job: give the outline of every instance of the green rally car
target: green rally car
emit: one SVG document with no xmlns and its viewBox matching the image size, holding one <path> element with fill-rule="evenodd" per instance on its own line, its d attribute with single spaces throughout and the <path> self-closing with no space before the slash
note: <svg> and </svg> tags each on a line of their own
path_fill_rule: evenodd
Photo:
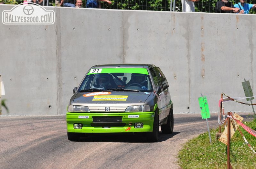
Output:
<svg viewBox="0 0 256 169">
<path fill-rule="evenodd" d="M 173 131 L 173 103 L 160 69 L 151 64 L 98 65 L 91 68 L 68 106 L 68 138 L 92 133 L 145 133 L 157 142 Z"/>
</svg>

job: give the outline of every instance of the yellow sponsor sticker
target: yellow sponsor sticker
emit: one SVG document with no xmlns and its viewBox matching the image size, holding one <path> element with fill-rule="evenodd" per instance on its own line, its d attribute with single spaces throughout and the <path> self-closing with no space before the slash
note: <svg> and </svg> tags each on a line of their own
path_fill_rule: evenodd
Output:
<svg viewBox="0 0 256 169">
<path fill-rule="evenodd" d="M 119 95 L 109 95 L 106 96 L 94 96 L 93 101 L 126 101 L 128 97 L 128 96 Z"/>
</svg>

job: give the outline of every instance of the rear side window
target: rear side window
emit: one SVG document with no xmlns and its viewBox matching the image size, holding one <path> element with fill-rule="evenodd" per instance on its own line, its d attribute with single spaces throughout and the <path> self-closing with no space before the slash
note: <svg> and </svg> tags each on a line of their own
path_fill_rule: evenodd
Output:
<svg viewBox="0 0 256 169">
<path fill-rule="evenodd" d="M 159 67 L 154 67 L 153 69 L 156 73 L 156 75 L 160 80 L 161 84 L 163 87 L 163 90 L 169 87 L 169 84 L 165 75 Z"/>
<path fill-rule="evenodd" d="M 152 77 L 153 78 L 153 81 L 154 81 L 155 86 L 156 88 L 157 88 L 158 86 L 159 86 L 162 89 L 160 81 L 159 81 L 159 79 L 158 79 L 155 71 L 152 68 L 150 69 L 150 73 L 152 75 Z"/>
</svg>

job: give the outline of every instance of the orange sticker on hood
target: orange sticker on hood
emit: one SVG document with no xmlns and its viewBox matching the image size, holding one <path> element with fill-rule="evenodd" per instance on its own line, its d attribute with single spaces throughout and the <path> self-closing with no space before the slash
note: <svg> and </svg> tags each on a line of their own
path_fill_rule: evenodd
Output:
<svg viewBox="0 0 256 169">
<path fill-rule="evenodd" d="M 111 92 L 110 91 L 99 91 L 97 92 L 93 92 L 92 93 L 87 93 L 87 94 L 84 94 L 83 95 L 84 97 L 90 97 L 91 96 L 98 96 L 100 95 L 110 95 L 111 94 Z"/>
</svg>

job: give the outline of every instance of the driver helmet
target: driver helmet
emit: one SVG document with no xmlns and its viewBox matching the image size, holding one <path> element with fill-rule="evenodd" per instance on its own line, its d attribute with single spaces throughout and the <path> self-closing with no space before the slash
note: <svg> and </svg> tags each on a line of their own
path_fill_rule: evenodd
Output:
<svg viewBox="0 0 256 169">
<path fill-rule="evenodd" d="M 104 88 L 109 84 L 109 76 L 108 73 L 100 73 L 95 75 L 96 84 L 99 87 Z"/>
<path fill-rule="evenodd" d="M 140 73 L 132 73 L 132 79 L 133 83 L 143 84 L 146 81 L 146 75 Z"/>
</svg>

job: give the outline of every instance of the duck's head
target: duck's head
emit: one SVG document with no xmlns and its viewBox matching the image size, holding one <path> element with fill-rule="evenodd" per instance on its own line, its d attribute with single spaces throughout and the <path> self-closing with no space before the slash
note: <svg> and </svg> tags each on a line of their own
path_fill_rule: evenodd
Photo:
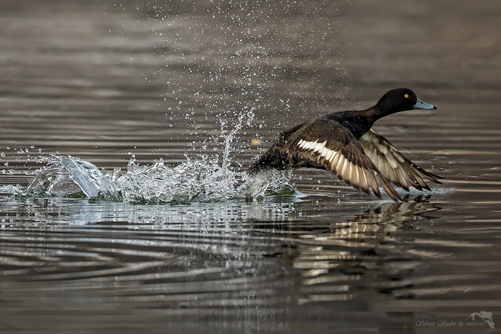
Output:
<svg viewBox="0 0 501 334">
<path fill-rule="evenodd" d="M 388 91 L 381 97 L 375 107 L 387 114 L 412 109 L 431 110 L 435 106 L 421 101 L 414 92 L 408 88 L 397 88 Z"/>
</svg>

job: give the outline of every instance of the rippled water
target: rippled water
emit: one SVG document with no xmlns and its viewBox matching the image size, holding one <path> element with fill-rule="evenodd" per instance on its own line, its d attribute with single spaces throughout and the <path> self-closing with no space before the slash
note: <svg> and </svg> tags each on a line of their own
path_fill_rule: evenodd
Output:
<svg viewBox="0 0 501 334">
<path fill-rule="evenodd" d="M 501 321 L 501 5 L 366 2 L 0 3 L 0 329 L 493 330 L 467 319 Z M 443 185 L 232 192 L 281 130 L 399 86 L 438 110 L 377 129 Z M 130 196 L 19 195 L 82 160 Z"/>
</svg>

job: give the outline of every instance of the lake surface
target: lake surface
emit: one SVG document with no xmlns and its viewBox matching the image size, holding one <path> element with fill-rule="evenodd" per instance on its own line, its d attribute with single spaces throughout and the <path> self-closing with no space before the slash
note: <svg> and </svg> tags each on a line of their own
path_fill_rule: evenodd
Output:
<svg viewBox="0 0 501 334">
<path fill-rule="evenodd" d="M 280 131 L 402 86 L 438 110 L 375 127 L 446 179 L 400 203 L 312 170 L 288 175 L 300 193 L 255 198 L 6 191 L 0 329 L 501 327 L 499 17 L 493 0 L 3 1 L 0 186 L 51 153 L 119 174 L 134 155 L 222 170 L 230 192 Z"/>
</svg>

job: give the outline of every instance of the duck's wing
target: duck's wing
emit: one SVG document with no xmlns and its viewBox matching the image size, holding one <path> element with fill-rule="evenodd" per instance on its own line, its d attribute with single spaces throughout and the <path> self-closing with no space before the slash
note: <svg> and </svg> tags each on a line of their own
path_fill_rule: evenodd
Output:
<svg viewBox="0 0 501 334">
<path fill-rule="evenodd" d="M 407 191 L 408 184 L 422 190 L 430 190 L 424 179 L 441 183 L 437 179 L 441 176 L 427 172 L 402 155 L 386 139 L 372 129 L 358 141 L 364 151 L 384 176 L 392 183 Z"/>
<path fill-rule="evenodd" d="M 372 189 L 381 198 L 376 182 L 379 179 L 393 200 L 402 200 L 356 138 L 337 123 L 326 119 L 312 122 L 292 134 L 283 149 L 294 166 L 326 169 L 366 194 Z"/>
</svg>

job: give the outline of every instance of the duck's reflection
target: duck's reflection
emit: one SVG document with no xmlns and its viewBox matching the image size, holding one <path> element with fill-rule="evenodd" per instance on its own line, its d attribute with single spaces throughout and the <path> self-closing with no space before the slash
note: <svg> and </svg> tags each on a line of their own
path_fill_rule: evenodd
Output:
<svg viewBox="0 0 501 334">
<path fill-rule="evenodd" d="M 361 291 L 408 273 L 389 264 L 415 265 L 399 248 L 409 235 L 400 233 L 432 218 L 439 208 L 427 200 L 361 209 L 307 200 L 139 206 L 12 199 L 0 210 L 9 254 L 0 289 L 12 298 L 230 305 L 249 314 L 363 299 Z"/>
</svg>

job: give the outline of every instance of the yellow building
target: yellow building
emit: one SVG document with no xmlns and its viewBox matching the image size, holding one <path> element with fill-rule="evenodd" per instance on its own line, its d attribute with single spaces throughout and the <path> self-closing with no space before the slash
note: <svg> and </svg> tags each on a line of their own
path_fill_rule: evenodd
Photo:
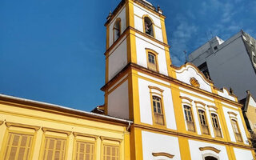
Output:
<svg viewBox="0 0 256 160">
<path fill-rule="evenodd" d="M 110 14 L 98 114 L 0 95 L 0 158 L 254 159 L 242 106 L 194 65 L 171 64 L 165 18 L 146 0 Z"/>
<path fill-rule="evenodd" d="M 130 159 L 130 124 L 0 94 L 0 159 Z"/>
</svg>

TASK TO CARRY OUT –
Skip all pictures. Write out only the lines from the one containing "job: give the outline of every instance of the yellow building" to the end of the listing above, inclusive, exactly as given.

REPLY –
job: give the outline of every instance of the yellow building
target: yellow building
emit: one SVG document with no xmlns and its viewBox matching the image size, holding one <path> element with fill-rule="evenodd" per instance on its own line, its d attribute with single spaces throughout and the <path> self-closing with no space before the slash
note: <svg> and </svg> tags each on a line of their own
path_fill_rule: evenodd
Photo:
Output:
<svg viewBox="0 0 256 160">
<path fill-rule="evenodd" d="M 110 14 L 98 114 L 0 95 L 0 158 L 254 159 L 242 106 L 194 65 L 171 64 L 165 18 L 146 0 Z"/>
<path fill-rule="evenodd" d="M 130 159 L 130 124 L 0 94 L 0 159 Z"/>
</svg>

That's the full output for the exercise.